### Exercise passage
The input will be the (purified) circular mammalian DNA; no fragmentation and no PCR is required.
A motor enzyme feeds DNA through a biological nanopore; each nucleotide creates a change in ionic current, which can be decoded uniquely.
From the raw electrical signal data (FAST5), long-read nucleotide sequences (FASTQ/FASTA) are derived, which preserve structural information like junctions, repeats, and circular continuity
These could be individual genes, clusters of genes or genetic circuits, whole genomes, and beyond. As described in class thus far, applications could range from therapeutics and drug discovery (e.g., mRNA vaccines and therapies) to novel biomaterials (e.g. structural proteins), to sensors (e.g., genetic circuits for sensing and responding to inflammation, environmental stimuli, etc.), to art (DNA origamis). If possible, include the specific genetic sequence(s) of what you would like to synthesize! You will have the opportunity to actually have Twist synthesize these DNA constructs! :)
I wish to synthesise a mammalian cDNA and probe its self-replicating properties during cellular division (ensuring that the DNA copy generated does not exhibit features of cancer or other abnormalities).
I will use oligonucleotide synthesis followed by enzymatic DNA assembly to construct the full mammalian cDNA, because this approach allows precise sequence control, modular assembly, and is compatible with commercial gene synthesis pipelines (e.g., Twist).
- the approx 1842 nt long DNA is split into 12 overlapping oligos (175 bp each)

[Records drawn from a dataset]
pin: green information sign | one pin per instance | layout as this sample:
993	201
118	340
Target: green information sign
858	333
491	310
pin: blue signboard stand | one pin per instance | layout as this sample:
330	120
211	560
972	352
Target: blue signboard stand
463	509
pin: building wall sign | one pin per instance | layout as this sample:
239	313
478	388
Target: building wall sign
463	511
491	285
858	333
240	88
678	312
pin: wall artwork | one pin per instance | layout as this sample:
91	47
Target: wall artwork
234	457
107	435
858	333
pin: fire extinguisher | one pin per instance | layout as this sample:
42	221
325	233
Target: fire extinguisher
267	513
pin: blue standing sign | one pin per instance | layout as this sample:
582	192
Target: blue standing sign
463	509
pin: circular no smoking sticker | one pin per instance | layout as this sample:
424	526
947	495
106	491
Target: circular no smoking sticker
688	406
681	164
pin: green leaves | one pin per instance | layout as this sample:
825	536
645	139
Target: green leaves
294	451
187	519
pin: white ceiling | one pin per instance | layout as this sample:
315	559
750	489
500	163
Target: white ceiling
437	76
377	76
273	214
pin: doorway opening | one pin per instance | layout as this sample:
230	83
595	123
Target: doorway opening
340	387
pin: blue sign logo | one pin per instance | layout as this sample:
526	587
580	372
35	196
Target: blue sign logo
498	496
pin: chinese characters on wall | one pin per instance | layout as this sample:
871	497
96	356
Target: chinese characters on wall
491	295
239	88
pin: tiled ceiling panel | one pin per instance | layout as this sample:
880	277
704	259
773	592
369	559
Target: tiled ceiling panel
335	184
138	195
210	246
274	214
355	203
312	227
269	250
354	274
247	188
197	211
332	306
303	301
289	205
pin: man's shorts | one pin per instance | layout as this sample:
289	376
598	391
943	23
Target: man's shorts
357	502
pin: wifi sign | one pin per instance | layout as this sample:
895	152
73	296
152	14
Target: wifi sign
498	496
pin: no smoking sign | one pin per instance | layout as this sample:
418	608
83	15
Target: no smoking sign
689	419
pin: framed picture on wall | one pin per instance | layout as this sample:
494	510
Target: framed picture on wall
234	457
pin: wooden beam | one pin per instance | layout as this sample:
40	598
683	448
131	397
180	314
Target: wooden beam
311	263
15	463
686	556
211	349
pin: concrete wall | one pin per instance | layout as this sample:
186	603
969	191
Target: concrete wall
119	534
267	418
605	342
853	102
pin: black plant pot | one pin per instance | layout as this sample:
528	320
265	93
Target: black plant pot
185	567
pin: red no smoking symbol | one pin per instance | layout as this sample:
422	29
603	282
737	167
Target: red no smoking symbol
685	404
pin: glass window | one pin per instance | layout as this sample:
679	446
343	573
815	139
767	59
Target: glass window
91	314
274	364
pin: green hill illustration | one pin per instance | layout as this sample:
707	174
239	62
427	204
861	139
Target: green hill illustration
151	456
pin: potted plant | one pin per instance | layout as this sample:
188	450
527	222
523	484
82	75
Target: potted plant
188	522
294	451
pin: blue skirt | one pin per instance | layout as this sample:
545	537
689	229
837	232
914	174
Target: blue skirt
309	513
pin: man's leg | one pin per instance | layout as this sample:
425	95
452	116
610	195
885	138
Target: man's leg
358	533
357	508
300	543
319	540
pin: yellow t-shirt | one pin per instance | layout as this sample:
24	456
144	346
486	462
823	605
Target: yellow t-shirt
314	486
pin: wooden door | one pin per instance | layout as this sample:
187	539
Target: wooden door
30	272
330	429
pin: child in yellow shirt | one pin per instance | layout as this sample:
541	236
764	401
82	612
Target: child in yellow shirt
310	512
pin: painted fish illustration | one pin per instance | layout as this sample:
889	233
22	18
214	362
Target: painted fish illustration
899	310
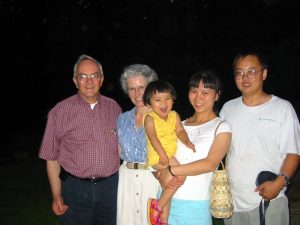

### Using the information
**1.** Extract from the DNA synthesis passage the part that opens with the words containing "From the raw" and closes with "DNA constructs! :)".
**2.** Render this sentence from the DNA synthesis passage in Spanish: "A motor enzyme feeds DNA through a biological nanopore; each nucleotide creates a change in ionic current, which can be decoded uniquely."

### Answers by item number
**1.**
From the raw electrical signal data (FAST5), long-read nucleotide sequences (FASTQ/FASTA) are derived, which preserve structural information like junctions, repeats, and circular continuity
These could be individual genes, clusters of genes or genetic circuits, whole genomes, and beyond. As described in class thus far, applications could range from therapeutics and drug discovery (e.g., mRNA vaccines and therapies) to novel biomaterials (e.g. structural proteins), to sensors (e.g., genetic circuits for sensing and responding to inflammation, environmental stimuli, etc.), to art (DNA origamis). If possible, include the specific genetic sequence(s) of what you would like to synthesize! You will have the opportunity to actually have Twist synthesize these DNA constructs! :)

**2.** Una enzima motora hace pasar el ADN a través de un nanoporo biológico; cada nucleótido genera un cambio en la corriente iónica, que puede decodificarse de manera única.